Passage of the measure Tuesday was a momentary victory for the speaker, who has struggled to get reluctant Republicans on board for the tax break, which puts a $1,000 in average workers' pockets. It was approved 234-193, with 224 Republicans and 10 Democrats.

But the Republican win is expected to be short lived, as the bill has limited chances in the Senate, where Democrats oppose the GOP priorities that Boehner added to the bill to win Republican votes, including one to accelerate the controversial Keystone XL pipeline.

The tax break expires on Dec. 31, and Senate Majority Leader Harry Reid (D-Nev.) warned Boehner in a phone call that GOP leaders have spent too much time catering to their conservative flank rather than negotiating with Democrats on a compromise.

"This is what I told him: we are not going to finish the work of our country this year unless we work together," Reid said. "They are wasting time catering to the 'tea party' when they should be working with Democrats on a bipartisan package that can pass both houses."

To bring Republicans to the table, Democrats have slow-walked an unrelated year-end spending bill that is needed to keep the government running, preventing the GOP-led House from finishing its work and leaving town for the holidays.

Such a strategy is risky, as Congress must approve the funding bill or the federal government will shut down on Friday. But the leverage proved irresistible. Obama, in strategizing with Reid over the weekend, insisted the bills be linked. Obama said that "nothing gets done until everything gets done," according to a senior administration official.

Republicans were caught off guard by the move, and thought they had a handshake agreement with Democrats on the spending bill. But Democrats said unresolved issues remained  – including provisions on abortion, travel to Cuba and funding levels for the Commodity Futures Trading Commission, which plays a role in Wall Street regulation.

"Here we are with a government shutdown pending Friday, a deal already made, and I think it's appropriate to ask the president and the majority leader why they want to undo a deal that was already made," said Sen. Mitch McConnell of Kentucky, the Republican leader, "and threaten to shut down the government here the week before Christmas."

The House vote on the payroll tax package underscored the work Boehner has done to bring unity to an often divided GOP. At a closed-door meeting before the vote, only one Republican rose to publicly question the policy, those familiar with the session said.

Conservative Rep. Jason Chaffetz of Utah delivered a message to his peers that noted the hard-scrabble politics before them.

"I stood up and said, 'I'm really good at voting no. I spent two years mastering that. This has a lot of positive in it,'" Chaffetz said. He said he would go on to vote for the package.

The payroll tax holiday, which has been in place for 2011, reduces the Social Security contribution workers pay from 6.2% to 4.2%. Lost contributions to the Social Security trust fund would be replenished – under the GOP proposal, they would be backfilled by spending cuts elsewhere in the budget. The chief actuary for the retirement system has said the fund would be unaffected.

- _Work item_
Name every person mentioned by name in the passage about the payroll tax vote.

(Dataset entries)

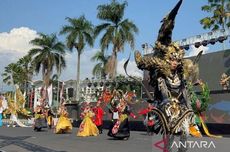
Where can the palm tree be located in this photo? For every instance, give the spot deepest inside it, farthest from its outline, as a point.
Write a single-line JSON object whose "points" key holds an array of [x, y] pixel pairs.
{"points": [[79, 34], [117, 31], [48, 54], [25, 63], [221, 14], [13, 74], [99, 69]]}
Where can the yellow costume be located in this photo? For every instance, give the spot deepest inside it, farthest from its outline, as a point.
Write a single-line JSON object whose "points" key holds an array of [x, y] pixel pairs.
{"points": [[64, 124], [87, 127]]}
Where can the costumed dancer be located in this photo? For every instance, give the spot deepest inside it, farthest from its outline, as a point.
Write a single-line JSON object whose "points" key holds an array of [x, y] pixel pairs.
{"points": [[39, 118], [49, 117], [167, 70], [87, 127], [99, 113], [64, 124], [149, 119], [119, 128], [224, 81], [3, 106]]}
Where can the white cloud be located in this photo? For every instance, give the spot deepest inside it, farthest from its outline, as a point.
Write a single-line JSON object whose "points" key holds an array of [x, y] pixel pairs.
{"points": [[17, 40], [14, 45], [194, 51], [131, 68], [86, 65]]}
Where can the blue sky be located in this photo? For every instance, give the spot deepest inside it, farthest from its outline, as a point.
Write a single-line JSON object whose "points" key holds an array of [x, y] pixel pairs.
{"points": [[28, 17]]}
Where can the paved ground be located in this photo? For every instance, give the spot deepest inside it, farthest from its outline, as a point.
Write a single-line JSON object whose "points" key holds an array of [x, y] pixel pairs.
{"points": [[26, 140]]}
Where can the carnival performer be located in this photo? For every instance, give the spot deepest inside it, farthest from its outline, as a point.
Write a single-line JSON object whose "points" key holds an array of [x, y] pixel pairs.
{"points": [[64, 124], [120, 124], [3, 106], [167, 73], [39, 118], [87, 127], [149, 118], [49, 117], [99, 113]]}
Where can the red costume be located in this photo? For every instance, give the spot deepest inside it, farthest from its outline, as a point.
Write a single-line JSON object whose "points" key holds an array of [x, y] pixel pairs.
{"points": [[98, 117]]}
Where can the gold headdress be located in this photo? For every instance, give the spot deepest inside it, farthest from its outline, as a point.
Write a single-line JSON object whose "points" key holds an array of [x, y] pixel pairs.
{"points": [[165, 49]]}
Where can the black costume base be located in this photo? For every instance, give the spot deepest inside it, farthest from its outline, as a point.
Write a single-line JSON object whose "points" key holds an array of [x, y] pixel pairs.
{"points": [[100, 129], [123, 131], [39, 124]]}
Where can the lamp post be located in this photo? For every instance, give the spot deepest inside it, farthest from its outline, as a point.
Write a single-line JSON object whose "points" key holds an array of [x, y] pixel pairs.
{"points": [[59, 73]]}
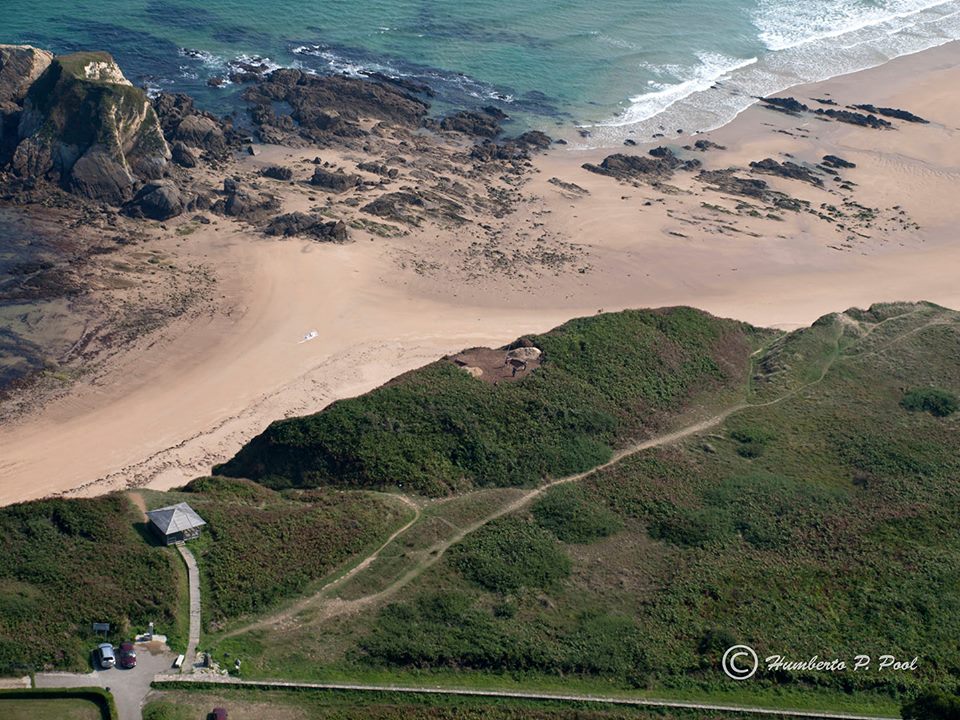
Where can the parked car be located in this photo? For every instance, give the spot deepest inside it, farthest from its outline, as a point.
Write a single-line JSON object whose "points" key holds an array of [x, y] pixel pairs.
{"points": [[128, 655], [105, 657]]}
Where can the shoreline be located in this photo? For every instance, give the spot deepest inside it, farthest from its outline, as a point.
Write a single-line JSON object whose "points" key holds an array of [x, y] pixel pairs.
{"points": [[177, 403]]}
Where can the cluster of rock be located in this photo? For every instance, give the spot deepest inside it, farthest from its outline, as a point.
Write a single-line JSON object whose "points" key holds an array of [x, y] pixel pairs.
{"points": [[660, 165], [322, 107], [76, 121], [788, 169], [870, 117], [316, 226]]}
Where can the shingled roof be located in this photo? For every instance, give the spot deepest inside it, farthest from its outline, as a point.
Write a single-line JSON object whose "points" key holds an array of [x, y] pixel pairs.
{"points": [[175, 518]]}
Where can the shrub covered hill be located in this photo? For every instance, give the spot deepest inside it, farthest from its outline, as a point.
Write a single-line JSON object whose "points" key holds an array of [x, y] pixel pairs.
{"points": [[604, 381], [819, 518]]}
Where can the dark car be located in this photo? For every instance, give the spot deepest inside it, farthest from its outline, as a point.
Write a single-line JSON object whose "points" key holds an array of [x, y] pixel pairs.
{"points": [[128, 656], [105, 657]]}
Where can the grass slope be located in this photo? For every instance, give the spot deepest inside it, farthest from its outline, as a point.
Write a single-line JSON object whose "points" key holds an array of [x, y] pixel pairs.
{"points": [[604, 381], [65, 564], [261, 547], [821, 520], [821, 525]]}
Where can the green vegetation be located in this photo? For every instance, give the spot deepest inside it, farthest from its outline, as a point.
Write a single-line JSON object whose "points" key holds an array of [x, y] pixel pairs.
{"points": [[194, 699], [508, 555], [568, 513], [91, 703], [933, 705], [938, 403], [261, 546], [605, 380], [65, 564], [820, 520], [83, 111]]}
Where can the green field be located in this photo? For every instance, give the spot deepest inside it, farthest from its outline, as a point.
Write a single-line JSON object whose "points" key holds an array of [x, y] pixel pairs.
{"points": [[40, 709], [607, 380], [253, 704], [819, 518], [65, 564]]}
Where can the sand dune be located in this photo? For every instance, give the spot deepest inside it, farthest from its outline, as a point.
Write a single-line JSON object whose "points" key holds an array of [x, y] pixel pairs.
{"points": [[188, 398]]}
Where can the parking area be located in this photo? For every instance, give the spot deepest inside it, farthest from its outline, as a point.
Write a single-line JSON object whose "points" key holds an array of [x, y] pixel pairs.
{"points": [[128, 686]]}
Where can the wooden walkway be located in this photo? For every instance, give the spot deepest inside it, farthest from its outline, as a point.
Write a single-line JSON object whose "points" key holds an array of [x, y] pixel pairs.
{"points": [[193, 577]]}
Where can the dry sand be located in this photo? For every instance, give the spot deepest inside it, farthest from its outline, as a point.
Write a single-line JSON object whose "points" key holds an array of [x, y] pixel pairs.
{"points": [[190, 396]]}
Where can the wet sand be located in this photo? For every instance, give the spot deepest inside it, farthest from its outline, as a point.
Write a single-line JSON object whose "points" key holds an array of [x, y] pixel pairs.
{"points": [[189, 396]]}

- _Your response_
- Boehner
- Harry Reid
- Obama
- Mitch McConnell
- Jason Chaffetz